### Task item
Both the line below containing "Isolate the zebra's tail" and the line containing "Isolate the small plant", along with every line between them, should be repeated exactly; no other line belongs in the answer.

-------- Data for this task --------

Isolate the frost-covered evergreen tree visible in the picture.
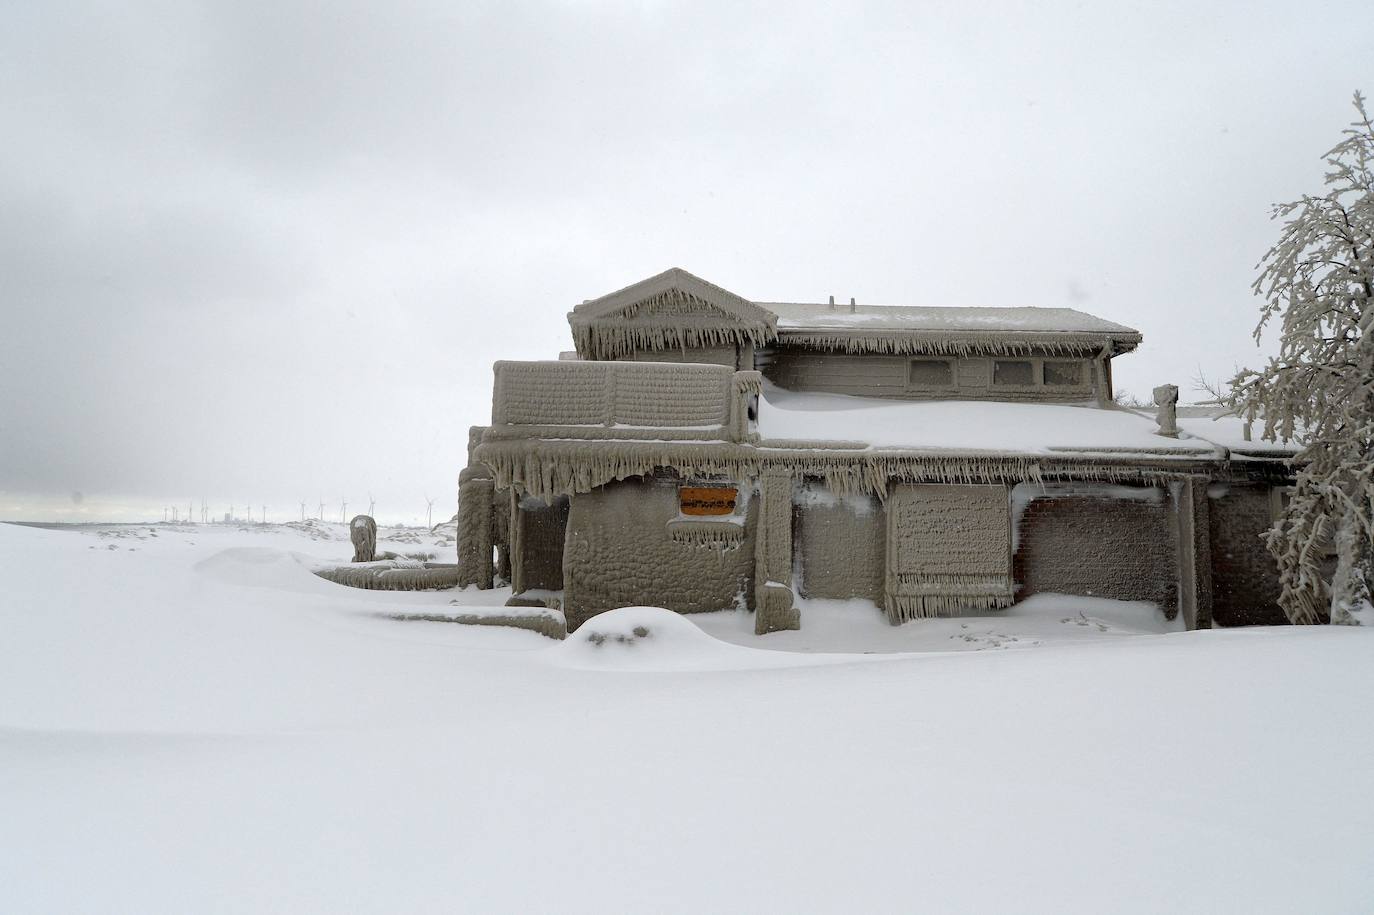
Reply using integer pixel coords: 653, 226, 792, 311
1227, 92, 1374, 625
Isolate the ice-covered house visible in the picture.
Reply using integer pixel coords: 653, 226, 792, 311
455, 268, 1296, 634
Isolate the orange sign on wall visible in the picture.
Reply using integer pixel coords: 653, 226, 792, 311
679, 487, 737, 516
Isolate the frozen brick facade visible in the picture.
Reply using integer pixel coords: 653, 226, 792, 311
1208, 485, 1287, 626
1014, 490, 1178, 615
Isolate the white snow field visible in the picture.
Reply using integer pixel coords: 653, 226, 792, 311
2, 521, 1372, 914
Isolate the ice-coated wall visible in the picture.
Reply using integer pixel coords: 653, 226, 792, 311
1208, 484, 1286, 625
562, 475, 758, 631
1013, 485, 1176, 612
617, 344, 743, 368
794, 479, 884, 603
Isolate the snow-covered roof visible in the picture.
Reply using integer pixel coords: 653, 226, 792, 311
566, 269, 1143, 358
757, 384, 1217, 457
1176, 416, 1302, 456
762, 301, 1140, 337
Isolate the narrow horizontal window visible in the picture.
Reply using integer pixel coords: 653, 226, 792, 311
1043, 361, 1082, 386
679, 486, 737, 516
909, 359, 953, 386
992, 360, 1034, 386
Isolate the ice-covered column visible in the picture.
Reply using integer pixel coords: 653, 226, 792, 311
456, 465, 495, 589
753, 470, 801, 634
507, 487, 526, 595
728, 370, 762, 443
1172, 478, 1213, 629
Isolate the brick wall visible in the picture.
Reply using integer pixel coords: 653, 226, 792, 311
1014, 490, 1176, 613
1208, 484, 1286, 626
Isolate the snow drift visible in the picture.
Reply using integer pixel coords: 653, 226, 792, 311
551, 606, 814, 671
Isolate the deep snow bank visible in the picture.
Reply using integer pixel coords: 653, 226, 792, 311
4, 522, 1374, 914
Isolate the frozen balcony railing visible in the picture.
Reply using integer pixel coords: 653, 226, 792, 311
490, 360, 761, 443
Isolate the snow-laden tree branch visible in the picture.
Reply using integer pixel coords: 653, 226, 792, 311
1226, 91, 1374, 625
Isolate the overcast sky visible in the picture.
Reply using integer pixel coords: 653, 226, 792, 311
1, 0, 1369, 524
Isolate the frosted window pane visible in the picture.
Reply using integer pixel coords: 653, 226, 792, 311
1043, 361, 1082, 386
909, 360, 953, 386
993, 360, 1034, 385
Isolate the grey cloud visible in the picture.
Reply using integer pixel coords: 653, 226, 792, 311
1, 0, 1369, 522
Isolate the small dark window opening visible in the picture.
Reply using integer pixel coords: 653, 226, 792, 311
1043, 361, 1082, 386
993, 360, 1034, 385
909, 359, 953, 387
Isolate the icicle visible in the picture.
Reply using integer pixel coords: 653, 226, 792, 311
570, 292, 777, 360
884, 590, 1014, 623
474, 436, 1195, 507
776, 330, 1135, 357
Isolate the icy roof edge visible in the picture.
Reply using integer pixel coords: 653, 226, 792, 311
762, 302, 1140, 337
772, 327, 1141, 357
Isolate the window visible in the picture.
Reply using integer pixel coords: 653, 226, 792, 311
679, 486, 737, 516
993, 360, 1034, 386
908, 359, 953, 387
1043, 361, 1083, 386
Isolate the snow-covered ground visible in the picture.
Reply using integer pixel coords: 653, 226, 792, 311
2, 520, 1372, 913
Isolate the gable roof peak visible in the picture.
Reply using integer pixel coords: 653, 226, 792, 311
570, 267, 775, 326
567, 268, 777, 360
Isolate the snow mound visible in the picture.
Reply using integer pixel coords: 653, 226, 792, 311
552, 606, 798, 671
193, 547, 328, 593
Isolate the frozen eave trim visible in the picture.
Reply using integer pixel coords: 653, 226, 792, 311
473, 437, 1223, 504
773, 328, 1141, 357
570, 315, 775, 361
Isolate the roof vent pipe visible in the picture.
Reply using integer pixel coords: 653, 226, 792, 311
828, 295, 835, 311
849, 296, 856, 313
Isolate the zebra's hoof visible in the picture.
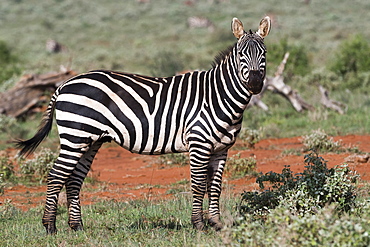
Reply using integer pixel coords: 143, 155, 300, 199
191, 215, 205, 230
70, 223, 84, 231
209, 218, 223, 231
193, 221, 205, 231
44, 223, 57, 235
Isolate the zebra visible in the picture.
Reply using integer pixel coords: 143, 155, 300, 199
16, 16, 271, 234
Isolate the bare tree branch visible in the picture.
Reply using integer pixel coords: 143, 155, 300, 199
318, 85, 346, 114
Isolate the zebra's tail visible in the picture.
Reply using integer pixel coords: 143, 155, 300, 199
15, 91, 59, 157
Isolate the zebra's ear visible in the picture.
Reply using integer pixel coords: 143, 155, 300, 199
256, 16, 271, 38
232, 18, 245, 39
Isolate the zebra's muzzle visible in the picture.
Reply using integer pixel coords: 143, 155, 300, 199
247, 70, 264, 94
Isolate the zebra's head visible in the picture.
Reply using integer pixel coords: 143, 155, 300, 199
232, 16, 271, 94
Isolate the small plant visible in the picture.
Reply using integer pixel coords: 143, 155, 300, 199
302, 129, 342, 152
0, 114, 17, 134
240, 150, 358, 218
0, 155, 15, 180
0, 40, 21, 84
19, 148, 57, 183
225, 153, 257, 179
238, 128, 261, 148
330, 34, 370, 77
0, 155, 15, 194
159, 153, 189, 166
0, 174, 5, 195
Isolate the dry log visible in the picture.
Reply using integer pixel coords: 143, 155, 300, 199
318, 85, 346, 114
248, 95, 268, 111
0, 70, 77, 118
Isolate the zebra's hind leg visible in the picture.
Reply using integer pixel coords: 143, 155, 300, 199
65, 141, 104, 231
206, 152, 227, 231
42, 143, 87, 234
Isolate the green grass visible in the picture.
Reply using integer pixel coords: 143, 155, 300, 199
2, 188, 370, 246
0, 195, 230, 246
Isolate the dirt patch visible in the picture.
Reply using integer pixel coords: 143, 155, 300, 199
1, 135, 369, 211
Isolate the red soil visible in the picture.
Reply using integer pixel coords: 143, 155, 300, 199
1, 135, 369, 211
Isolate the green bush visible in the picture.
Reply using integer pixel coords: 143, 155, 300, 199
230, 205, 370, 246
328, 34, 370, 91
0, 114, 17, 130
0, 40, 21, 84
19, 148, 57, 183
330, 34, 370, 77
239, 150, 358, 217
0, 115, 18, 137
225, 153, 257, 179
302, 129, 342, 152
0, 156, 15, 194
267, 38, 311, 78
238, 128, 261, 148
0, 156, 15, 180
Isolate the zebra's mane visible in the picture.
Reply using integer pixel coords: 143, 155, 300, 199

--------
-------- Data for this task --------

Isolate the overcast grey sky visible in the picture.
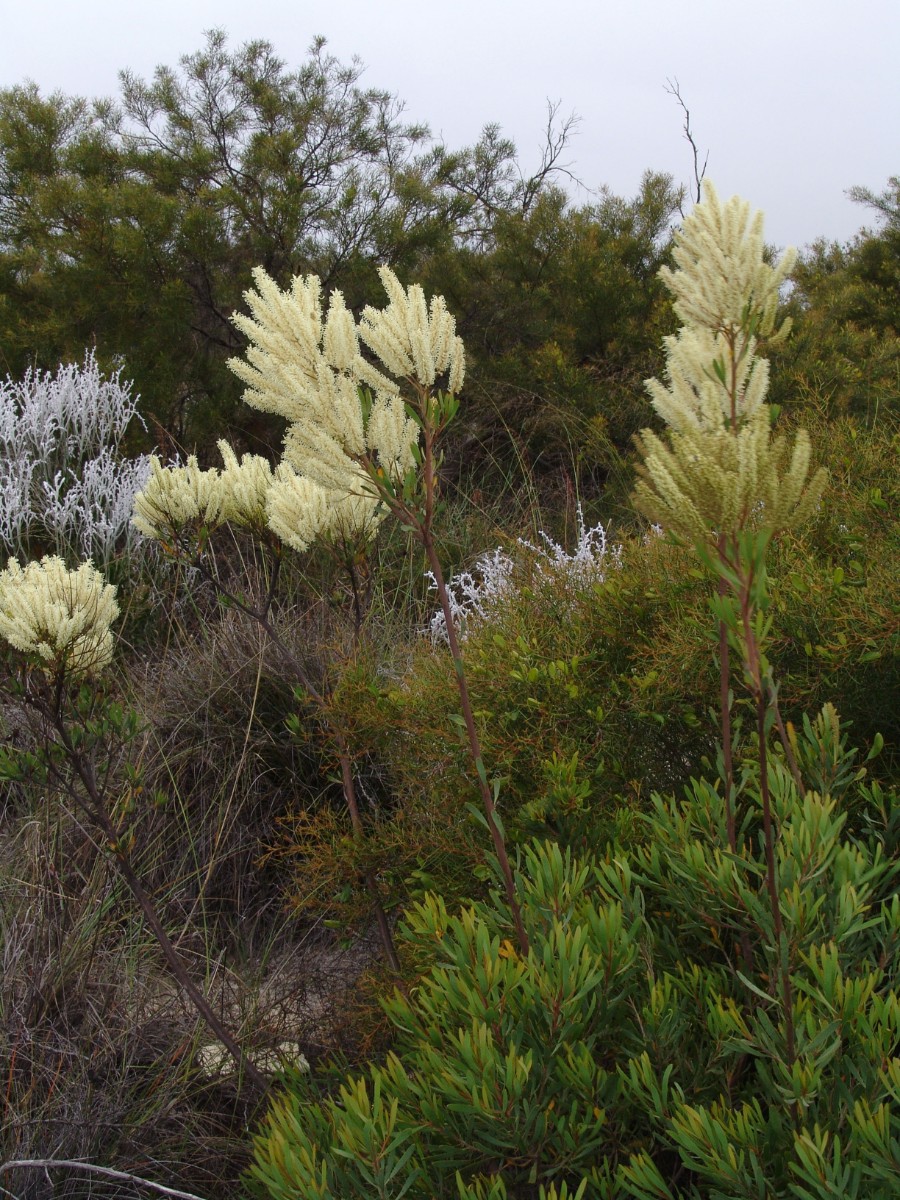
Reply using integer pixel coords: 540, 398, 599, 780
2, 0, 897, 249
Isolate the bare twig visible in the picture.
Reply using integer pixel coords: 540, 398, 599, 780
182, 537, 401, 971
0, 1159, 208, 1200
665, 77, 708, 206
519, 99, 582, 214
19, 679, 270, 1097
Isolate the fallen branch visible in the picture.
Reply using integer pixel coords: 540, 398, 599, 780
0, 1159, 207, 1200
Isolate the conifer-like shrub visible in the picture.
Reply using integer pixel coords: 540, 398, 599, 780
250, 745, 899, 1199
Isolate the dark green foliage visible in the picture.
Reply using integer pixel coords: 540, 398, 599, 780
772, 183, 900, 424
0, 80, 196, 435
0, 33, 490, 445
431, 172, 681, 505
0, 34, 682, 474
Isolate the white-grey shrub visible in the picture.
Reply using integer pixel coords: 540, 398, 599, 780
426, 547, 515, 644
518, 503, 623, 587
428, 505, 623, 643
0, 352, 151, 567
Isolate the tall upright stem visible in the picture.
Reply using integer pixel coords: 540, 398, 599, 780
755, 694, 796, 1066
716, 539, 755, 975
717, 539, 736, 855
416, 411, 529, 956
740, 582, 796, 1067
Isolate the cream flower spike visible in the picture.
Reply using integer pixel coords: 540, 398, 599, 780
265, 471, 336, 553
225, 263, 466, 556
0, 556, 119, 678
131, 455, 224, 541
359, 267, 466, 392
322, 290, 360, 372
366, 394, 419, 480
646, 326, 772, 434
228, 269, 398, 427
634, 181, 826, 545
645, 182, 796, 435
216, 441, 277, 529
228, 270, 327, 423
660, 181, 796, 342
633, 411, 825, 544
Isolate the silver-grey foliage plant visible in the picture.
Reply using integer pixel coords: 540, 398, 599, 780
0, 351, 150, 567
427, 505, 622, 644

--------

### Result of the exercise
Isolate the zebra's tail visible in the picture.
Reply using integer pixel coords: 143, 155, 300, 199
15, 91, 59, 157
Isolate the zebra's ear visible in the picture.
Reply using integer pixel coords: 143, 155, 300, 199
256, 16, 271, 38
232, 18, 245, 39
Isolate the zebra's muzzle visible in the picture.
Reply using integer pixel coords: 143, 155, 300, 199
247, 70, 264, 94
Isolate the zebra's head visible in the picture.
Reply using integer pixel coords: 143, 155, 300, 199
232, 16, 271, 94
Isolate the small plant visible in the picture.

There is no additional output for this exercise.